# ENTRIES SUPPLIED:
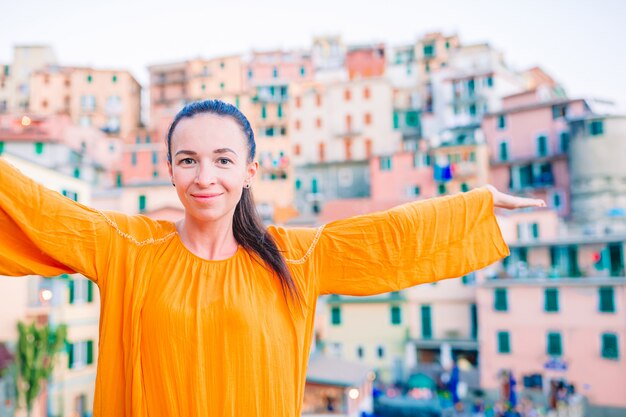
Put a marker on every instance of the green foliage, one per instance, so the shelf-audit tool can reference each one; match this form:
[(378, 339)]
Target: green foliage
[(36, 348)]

...

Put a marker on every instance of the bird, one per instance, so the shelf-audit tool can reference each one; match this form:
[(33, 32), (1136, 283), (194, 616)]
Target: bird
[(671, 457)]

...

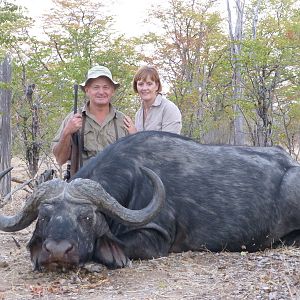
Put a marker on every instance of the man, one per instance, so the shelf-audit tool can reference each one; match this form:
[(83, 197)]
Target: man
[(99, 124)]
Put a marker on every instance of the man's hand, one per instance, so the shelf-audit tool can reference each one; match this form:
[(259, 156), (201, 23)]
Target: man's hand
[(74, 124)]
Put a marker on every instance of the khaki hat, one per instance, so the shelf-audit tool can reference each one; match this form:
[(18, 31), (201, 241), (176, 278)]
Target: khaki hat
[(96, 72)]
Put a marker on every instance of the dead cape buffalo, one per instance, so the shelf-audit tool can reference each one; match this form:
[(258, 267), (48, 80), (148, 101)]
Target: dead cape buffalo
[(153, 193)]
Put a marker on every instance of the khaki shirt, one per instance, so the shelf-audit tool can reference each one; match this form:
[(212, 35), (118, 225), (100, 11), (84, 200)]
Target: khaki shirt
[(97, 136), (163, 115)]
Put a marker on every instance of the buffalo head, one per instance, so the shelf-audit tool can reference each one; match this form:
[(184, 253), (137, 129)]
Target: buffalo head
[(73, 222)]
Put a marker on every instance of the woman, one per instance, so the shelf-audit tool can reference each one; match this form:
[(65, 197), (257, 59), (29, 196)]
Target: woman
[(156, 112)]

# SHORT EXERCISE:
Rewrite the records from the line with "Put a marker on every instance of the khaki hat, one" up to and including the line with "[(156, 112)]" as a Markdown table, one row per line, with the columns Row (a running number) and Text (the line itself), and skip any blank lines.

# ANSWER TO THE PROBLEM:
| Row | Text |
|---|---|
| 1 | Put a marker on every instance of the khaki hat, one per instance, so the shelf-audit tool can reference each one; match this form: |
| 2 | [(18, 31), (201, 241), (176, 278)] |
| 3 | Target: khaki hat |
| 4 | [(96, 72)] |
| 5 | Put a marker on every instance of the dead cape buffalo, one per instance, so the shelf-audit tool can reference each one; match this form: |
| 6 | [(258, 267), (48, 80), (148, 101)] |
| 7 | Target: dead cape buffalo |
| 8 | [(153, 193)] |
| 9 | Put a marker on every instance of the khaki shirt, one per instance, so the shelf-audit tool can reference each one; match this form: |
| 10 | [(212, 35), (118, 225), (100, 11), (84, 200)] |
| 11 | Target: khaki shirt |
| 12 | [(97, 136), (163, 115)] |
| 13 | Put a marker on every instance of the buffalo head, one per instance, so the shelf-audit tool can reference each one; match this form: |
| 14 | [(184, 253), (137, 129)] |
| 15 | Target: buffalo head |
| 16 | [(73, 222)] |
| 17 | Put a marker on every instance of the woman, one per instance, so the shelf-audit tool can reference each one; match this form: |
| 18 | [(65, 197), (257, 59), (29, 196)] |
| 19 | Target: woman |
| 20 | [(156, 112)] |